*** Data records ***

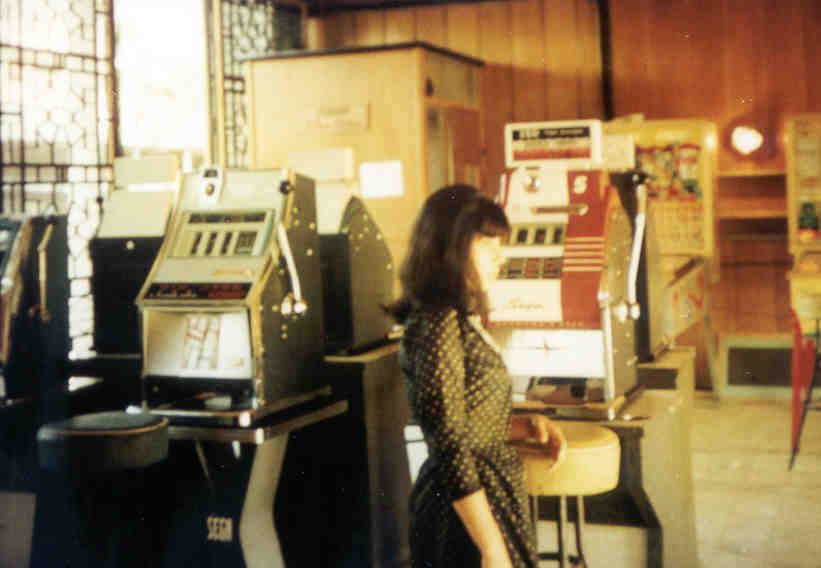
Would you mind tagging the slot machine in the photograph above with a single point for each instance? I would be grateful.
(565, 306)
(231, 312)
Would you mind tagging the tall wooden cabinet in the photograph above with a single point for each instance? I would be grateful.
(409, 113)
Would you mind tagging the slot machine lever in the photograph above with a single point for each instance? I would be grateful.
(293, 302)
(633, 308)
(42, 261)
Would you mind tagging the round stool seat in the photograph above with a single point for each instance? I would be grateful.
(103, 442)
(591, 463)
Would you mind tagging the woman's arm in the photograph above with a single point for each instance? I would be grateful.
(474, 510)
(539, 429)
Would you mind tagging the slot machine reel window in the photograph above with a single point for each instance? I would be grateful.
(224, 234)
(534, 253)
(536, 234)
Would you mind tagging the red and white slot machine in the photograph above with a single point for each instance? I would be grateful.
(565, 306)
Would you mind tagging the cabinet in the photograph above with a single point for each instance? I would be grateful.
(412, 106)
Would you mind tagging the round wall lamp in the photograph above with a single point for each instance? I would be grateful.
(746, 139)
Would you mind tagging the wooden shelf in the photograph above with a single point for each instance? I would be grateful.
(751, 213)
(751, 173)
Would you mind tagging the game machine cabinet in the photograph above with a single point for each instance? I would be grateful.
(367, 474)
(134, 219)
(678, 158)
(565, 306)
(232, 345)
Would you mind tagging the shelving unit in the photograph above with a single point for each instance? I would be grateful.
(752, 296)
(751, 195)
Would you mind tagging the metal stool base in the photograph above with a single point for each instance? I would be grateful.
(561, 555)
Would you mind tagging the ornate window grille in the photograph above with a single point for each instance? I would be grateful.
(57, 126)
(246, 28)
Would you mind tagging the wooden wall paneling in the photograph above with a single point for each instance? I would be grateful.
(340, 29)
(496, 50)
(463, 28)
(562, 59)
(685, 33)
(811, 19)
(431, 25)
(591, 101)
(631, 56)
(743, 24)
(315, 33)
(528, 61)
(782, 86)
(400, 25)
(370, 27)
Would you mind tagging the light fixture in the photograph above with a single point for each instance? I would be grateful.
(746, 139)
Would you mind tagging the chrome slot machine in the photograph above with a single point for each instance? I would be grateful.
(565, 306)
(231, 312)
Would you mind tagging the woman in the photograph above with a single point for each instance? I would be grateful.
(469, 506)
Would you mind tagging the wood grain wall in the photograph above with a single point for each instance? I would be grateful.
(730, 61)
(543, 57)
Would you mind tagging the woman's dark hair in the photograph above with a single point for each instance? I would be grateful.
(437, 271)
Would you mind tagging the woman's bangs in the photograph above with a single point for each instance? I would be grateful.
(493, 220)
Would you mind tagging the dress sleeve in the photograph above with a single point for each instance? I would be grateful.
(439, 371)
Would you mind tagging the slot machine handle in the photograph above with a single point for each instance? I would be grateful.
(42, 261)
(633, 308)
(293, 302)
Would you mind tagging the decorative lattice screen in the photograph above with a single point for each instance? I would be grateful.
(56, 126)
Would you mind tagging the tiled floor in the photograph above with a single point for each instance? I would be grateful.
(750, 510)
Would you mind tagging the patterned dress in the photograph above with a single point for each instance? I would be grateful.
(460, 395)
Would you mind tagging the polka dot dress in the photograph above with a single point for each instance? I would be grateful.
(460, 395)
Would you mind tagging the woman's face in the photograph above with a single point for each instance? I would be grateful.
(487, 257)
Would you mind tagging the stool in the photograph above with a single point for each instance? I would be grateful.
(103, 457)
(591, 466)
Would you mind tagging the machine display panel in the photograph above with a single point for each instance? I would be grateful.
(198, 291)
(223, 234)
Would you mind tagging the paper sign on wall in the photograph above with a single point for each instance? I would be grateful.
(381, 179)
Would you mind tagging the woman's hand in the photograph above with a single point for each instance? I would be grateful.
(539, 429)
(497, 557)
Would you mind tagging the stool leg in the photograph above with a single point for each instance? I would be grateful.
(561, 522)
(579, 560)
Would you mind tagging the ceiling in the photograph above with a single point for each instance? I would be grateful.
(324, 6)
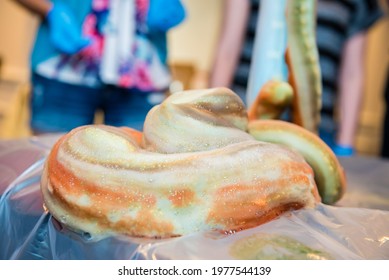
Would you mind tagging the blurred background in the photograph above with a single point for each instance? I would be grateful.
(191, 53)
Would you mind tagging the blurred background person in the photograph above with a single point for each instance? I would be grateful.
(341, 39)
(106, 55)
(385, 129)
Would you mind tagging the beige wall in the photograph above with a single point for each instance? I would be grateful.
(194, 41)
(369, 135)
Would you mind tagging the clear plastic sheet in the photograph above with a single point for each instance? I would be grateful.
(327, 232)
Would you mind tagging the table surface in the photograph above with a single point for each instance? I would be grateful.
(367, 177)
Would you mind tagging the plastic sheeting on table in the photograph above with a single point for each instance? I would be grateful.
(28, 232)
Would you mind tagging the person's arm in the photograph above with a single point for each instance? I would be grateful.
(351, 88)
(235, 18)
(40, 7)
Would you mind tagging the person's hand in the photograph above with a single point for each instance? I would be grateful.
(65, 33)
(165, 14)
(343, 151)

*** End of Data records ***

▶ [What to work on]: Using the entries above, copy exactly the lines from the one containing "Would you mind tagging the clear" through the last, both included.

▶ [Result for this task]:
Would you mind tagging the clear plastic sheet in the photograph above with a single point for each instance? I would be grateful.
(327, 232)
Would you mind tagging the table surface in the photograph above with a single point for each instance? I would be grateful.
(367, 177)
Would you mind tagging the plastic sheeting on table in the photograph above with a single point for each instance? I would be grateful.
(28, 232)
Would you mind tagging the person's arm in the photograph above with a single point for each instance? I would be grateful.
(351, 88)
(235, 18)
(40, 7)
Would you mind tagging the person's hand in the photograph above with a single point for each instance? I would be grateful.
(65, 33)
(165, 14)
(343, 151)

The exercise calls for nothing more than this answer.